**THINGS TO DO**
[1] Summarize the pangolin passage in two sentences.
[2] Please rewrite the paragraph of the pangolin passage that begins "Pangolins are toothless." as a bulleted list, keeping its main facts.

**PASSAGE**
Pangolins, otherwise known as “scaly anteaters” are mammals found in Africa and Asia. They are strange-looking scaled creatures that, on first glance, appear to be related to anteaters and armadillos. Their similar appearance is most likely due to a process known as convergent evolution. This process allows very similar animals to evolve in different areas of the world, quite separate from one another, because they fill the same ecological niche in their respective areas. That is why pangolins are not related to armadillos and anteaters, despite their appearance. They are actually more closely related to sloths.
Pangolins are toothless. They have long tongues, up to two feet long in very large pangolins, which are attached to their hipbones internally. They have no external ears, but have sufficient hearing. Their sense of smell is acute, but their ability to see appears to be limited. Pangolin size ranges from about three feet long and roughly three pounds to nearly six feet long and up to 70 pounds. They can walk on all fours or just their hind legs. They can run at speeds up to three miles per hour on their hind legs. They have claws at the end of each limb. The tails of pangolins that live in trees are prehensile.
Overlapping scales cover the pangolin’s entire body, excepting their narrow heads, inside of their limbs and their underbellies. When these animals feel threatened, they curl up into a tight ball so their scales can protect them fully. It is difficult to force open this ball once the animal has curled up. Not that you would want to do so, considering the fact that their scales can be used to cut predators. The animals have muscles that can wiggle their sharp-edged scales in a cutting motion. Anything that gets between those scales is in danger of slicing open.

Saved entries:
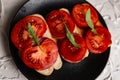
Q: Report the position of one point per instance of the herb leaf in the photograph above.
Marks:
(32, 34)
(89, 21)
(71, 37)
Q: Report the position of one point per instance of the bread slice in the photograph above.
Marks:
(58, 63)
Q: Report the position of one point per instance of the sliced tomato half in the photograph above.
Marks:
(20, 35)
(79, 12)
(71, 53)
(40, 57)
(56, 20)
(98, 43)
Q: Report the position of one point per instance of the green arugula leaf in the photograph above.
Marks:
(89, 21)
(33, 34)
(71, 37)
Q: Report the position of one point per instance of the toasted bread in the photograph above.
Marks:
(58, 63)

--

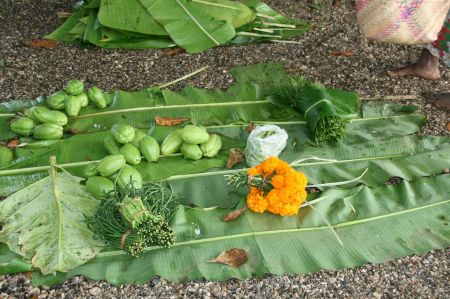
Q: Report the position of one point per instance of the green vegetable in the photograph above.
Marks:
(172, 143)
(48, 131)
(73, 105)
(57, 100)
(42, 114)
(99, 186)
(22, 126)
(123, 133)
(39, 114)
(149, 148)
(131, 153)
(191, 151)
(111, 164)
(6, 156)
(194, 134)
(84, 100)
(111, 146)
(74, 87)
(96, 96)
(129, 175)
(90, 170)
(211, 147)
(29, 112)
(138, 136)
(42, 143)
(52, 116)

**RESPONSES PER TASK**
[1] Pangolins are scaled mammals of Africa and Asia that look like anteaters and armadillos because of convergent evolution, but they are actually more closely related to sloths. They are toothless, with long tongues, an acute sense of smell and limited sight, and their overlapping scales protect them when they curl into a ball and can be used to cut predators.

[2]
- No teeth
- Tongues up to two feet long in very large pangolins, attached internally to the hipbones
- No external ears, but sufficient hearing
- Acute sense of smell, but apparently limited sight
- Size ranges from about three feet long and roughly three pounds to nearly six feet long and up to 70 pounds
- Walk on all fours or on hind legs only, running up to three miles per hour on hind legs
- Claws at the end of each limb
- Prehensile tails in pangolins that live in trees